*Trecho do documento*:
········
Somente uma fé profunda e
uma experiência da presença
do Ressuscitado vão nos dar
essa firmeza.
Tomé confessa Jesus nas
palavras que o Salmista usa
para Javé (Sl 35, 23). No
primeiro capítulo do
Evangelho de João, os
discípulos deram a Jesus uma
série de títulos que
indicaram um conhecimento
crescente de quem Ele era;
aqui, Tomé lhe dá o título
final e definitivo: Jesus é
Senhor e Deus!
Nessa proclamação triunfante
da divindade de Jesus, o
Evangelho terminava (o
Capítulo 21 é um epílogo,
adicionado mais tarde). No
início, João nos informou
que “o Verbo era Deus”.
········
*Linhas de entrada*:

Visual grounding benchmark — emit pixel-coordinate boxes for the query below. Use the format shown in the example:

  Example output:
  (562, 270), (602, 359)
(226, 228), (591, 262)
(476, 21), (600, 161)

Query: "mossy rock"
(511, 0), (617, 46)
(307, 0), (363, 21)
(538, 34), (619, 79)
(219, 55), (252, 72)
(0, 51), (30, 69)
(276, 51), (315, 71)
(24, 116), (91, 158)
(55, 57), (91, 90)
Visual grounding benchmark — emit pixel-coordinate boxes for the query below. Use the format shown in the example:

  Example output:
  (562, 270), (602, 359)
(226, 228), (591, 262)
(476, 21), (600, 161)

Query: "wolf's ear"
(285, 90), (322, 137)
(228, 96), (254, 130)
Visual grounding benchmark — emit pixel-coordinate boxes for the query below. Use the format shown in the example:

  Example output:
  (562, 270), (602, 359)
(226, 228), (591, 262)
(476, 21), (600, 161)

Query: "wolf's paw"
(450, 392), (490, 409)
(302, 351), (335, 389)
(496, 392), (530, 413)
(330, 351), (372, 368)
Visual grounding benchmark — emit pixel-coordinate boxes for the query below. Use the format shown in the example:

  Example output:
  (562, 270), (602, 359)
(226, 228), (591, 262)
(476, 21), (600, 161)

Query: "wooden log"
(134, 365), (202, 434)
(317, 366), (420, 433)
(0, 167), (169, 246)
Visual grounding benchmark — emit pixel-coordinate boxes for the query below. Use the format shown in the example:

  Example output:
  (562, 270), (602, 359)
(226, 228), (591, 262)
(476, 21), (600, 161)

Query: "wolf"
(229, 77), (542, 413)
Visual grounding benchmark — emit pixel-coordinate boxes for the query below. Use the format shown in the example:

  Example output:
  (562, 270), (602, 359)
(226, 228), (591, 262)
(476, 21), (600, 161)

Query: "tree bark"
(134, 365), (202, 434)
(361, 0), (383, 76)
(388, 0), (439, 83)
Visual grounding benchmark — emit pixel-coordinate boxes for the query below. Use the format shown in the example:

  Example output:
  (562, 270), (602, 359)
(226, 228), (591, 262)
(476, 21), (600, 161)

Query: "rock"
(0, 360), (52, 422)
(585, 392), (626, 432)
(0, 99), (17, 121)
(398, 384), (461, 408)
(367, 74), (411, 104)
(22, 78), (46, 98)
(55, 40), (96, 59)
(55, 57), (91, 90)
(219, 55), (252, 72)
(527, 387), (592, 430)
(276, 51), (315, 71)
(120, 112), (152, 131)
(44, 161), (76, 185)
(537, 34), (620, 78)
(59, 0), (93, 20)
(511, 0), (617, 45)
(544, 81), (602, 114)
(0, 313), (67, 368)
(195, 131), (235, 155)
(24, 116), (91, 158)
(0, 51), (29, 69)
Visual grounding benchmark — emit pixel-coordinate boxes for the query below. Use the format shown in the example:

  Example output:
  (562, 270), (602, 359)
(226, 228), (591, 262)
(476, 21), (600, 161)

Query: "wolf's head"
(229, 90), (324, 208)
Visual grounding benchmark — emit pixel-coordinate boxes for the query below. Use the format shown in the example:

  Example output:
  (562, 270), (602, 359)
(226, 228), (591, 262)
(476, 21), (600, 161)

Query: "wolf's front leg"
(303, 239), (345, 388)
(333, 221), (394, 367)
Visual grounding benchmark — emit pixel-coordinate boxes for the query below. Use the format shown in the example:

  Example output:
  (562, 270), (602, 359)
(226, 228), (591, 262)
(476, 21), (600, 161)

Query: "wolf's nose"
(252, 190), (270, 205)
········
*Ações necessárias*:
**1.** Substitua "Example output" por "Sample output" nas linhas de entrada, começando na primeira delas e terminando na que contém "(229, 77), (542, 413)" (ambas incluídas). Reescreva essas linhas com todo o resto inalterado.
**2.** Dê continuidade ao trecho sobre a confissão de Tomé, começando logo depois da última frase apresentada.

*Respostas por tarefa*:
**1.**
Visual grounding benchmark — emit pixel-coordinate boxes for the query below. Use the format shown in the example:

  Sample output:
  (562, 270), (602, 359)
(226, 228), (591, 262)
(476, 21), (600, 161)

Query: "mossy rock"
(511, 0), (617, 46)
(307, 0), (363, 21)
(538, 34), (619, 79)
(219, 55), (252, 72)
(0, 51), (30, 69)
(276, 51), (315, 71)
(24, 116), (91, 158)
(55, 57), (91, 90)
Visual grounding benchmark — emit pixel-coordinate boxes for the query below. Use the format shown in the example:

  Sample output:
  (562, 270), (602, 359)
(226, 228), (591, 262)
(476, 21), (600, 161)

Query: "wolf's ear"
(285, 90), (322, 137)
(228, 96), (254, 130)
Visual grounding benchmark — emit pixel-coordinate boxes for the query below. Use the format shown in the example:

  Sample output:
  (562, 270), (602, 359)
(226, 228), (591, 262)
(476, 21), (600, 161)

Query: "wolf's paw"
(450, 392), (490, 409)
(302, 351), (335, 389)
(496, 392), (530, 413)
(330, 351), (372, 368)
Visual grounding benchmark — emit pixel-coordinate boxes for the query below. Use the format shown in the example:

  Sample output:
  (562, 270), (602, 359)
(226, 228), (591, 262)
(476, 21), (600, 161)

Query: "wooden log"
(134, 365), (202, 434)
(317, 366), (420, 433)
(0, 167), (169, 246)
Visual grounding benchmark — emit pixel-coordinate boxes for the query below. Use the format shown in the example:

  Sample output:
  (562, 270), (602, 359)
(226, 228), (591, 262)
(476, 21), (600, 161)

Query: "wolf"
(229, 77), (542, 413)

**2.**
Agora, ele repete essa
afirmação e abençoa todos os
que a aceitam baseados na
fé! A meta do evangelho foi
alcançada: mostrar a
divindade de Jesus, para que
acreditando, todos pudessem
ter a vida n’Ele.
Terceiro
Domingo da Páscoa (18.04.10)
Jo 21, 1-19
“É o
Senhor!”
Quase todas
as traduções da Bíblia
intitulam o capítulo 21 de
João como “Apêndice” ou
“Epílogo”. Realmente, em uma
primeira edição, o evangelho
terminava no capítulo 20.
Mas, devido a uma situação
nova nas comunidades, se
tornou necessária a adição
do último capítulo. Essa
situação era a fusão de dois
tipos de comunidades cristãs
- as da tradição sinótica ou
apostólica, e as da tradição
da comunidade do Discípulo
Amado. Essa fusão aconteceu
pelo fim do primeiro século
e é simbolizada nos
versículos 15-18, onde Pedro
recebe a primazia e a missão
de pastor dos discípulos.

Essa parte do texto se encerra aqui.